▸ Request:
Begin at the line that contains "Target: gray rock" and repeat every line from there to the end of the records below, inclusive, without adding any other line.
== Data to process
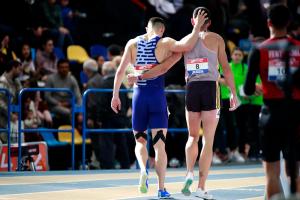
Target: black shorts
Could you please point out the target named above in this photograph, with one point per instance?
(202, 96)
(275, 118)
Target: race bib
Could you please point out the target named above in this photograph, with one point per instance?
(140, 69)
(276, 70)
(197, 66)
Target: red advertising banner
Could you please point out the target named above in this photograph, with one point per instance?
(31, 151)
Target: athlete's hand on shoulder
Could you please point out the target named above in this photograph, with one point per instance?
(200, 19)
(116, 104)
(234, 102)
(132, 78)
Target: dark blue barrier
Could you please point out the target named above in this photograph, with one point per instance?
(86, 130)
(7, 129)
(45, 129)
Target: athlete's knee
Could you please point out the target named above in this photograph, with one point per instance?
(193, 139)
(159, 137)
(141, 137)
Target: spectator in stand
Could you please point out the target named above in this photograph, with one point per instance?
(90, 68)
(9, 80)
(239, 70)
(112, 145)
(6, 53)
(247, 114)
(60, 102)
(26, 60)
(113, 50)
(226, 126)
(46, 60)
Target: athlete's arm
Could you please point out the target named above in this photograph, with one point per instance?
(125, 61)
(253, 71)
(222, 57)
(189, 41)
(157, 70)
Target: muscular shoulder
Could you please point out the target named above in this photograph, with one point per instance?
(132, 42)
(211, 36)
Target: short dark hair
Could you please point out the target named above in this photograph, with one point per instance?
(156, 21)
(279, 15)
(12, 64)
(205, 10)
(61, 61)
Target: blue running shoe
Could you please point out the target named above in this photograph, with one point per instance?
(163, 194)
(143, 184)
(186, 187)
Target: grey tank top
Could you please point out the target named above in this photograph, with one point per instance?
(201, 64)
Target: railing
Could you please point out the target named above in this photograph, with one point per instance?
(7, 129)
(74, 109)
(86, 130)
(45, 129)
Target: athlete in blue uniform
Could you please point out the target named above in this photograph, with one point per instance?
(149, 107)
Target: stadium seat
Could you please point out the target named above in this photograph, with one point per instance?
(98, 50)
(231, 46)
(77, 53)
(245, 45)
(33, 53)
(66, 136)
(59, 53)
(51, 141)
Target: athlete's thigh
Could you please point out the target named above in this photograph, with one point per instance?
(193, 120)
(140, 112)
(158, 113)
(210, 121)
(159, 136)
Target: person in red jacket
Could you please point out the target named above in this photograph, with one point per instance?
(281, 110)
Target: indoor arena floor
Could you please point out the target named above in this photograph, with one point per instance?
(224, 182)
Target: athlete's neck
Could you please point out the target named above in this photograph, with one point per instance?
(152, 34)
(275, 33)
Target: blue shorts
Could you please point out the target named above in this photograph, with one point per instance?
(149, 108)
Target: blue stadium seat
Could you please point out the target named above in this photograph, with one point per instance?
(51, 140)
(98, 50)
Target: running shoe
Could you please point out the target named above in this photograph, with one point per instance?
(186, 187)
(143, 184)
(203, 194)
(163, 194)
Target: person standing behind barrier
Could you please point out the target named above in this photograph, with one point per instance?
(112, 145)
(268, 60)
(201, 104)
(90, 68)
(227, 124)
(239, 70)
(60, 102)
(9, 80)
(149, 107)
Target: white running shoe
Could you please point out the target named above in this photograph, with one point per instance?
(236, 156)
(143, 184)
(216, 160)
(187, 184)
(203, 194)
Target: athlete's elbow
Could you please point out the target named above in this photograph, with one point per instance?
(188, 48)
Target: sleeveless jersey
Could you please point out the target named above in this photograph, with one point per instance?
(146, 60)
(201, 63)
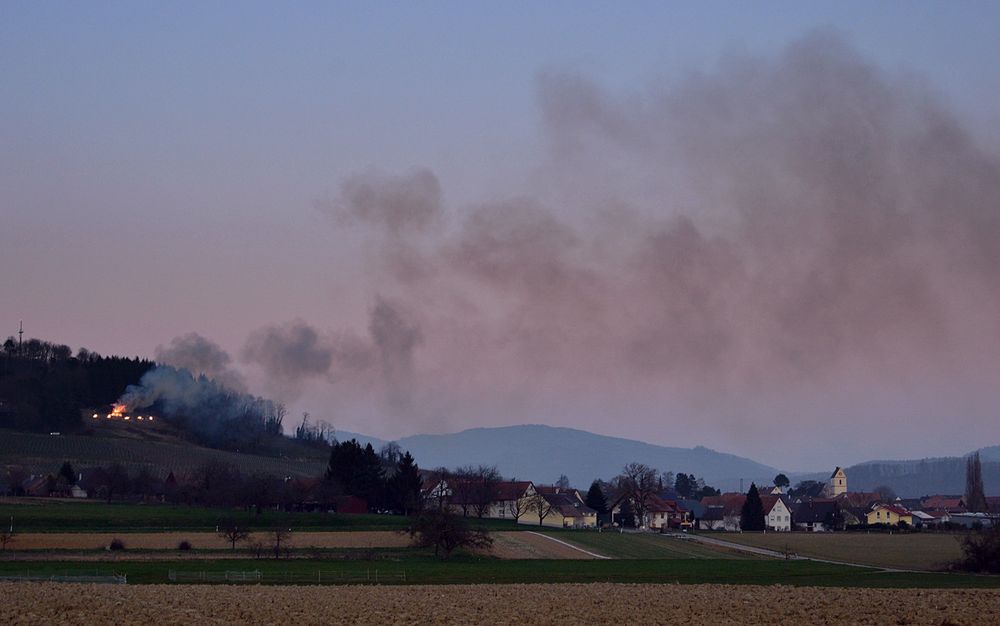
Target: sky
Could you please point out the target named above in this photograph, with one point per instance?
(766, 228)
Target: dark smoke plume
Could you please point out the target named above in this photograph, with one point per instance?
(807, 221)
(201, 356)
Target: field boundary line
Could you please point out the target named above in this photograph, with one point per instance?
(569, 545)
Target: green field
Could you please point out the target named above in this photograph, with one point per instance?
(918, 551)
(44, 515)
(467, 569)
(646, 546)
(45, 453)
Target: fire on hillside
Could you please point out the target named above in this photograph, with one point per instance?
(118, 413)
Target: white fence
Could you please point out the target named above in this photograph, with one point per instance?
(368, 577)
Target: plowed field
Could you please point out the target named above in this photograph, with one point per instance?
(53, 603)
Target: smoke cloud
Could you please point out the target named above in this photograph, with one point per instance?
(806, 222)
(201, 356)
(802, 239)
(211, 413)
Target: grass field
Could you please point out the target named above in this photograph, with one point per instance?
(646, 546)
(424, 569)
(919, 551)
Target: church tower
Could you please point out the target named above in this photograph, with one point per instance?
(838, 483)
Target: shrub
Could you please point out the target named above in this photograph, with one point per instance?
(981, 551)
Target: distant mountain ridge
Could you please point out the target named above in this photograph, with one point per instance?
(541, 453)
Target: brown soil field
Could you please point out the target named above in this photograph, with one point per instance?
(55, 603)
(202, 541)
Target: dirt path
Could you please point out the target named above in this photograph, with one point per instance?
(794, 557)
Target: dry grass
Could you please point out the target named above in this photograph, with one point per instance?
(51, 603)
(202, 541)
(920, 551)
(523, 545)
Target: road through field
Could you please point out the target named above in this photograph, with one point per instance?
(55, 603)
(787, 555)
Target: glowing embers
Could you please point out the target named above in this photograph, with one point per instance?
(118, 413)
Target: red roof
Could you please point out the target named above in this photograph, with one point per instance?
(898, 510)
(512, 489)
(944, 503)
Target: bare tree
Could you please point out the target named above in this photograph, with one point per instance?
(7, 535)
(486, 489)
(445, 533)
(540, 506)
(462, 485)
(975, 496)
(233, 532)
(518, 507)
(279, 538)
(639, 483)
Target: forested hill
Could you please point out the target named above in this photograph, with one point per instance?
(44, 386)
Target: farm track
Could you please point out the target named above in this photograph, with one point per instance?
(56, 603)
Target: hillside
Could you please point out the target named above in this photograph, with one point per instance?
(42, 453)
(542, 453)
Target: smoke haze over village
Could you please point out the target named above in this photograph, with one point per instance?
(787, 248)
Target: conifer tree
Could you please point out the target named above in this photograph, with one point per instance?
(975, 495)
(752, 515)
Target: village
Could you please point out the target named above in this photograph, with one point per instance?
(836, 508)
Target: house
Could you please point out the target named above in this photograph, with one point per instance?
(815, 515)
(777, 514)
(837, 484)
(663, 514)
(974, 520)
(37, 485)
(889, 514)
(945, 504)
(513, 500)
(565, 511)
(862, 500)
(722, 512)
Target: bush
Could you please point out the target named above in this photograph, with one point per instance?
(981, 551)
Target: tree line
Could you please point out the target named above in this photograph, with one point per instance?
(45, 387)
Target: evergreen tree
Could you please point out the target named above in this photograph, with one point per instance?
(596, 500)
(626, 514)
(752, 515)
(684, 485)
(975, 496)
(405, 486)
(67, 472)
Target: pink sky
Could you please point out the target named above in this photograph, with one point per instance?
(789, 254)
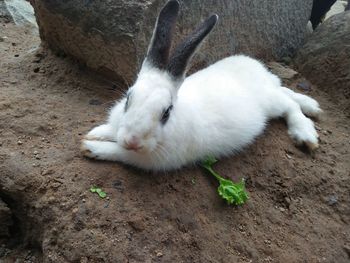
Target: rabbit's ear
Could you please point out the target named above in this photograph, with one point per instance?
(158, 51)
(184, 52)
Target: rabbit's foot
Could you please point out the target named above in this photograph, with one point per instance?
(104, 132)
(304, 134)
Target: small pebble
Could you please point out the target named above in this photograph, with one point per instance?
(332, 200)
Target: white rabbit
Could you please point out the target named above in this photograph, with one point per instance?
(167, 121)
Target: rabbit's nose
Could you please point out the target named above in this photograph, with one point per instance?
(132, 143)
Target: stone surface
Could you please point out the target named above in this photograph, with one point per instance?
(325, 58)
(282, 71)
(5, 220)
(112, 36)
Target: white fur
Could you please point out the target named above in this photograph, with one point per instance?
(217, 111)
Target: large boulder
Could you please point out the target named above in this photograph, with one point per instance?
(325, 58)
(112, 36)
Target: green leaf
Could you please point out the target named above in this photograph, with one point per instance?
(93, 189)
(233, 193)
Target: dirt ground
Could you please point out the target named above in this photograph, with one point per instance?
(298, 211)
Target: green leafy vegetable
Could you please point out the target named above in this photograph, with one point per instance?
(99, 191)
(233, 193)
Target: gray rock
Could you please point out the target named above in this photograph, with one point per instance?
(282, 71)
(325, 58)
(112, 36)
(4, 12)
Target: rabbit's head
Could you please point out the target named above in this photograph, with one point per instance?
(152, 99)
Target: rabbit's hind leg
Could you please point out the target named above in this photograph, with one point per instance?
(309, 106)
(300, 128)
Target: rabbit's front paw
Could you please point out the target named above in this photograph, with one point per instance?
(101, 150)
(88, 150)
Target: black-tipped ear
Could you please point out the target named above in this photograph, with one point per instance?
====
▸ Solution to this problem:
Target: gray rock
Could you please point out the target named above in this photograph, with one point per instance?
(282, 71)
(325, 58)
(112, 36)
(4, 12)
Target: rabbit's head
Could you please point out the target named above in this photograph, with one point per instance?
(152, 99)
Target: rabbit's hind leg
Could you please point out the target named above in this photograph, with one point per instance?
(309, 106)
(300, 128)
Target: rabbit's front paw
Could you please point out the target named above in this photograph, with one point per instance?
(101, 150)
(88, 150)
Target: black-tipped ear
Could you please point out the target named above in this photograph, with one point per instance?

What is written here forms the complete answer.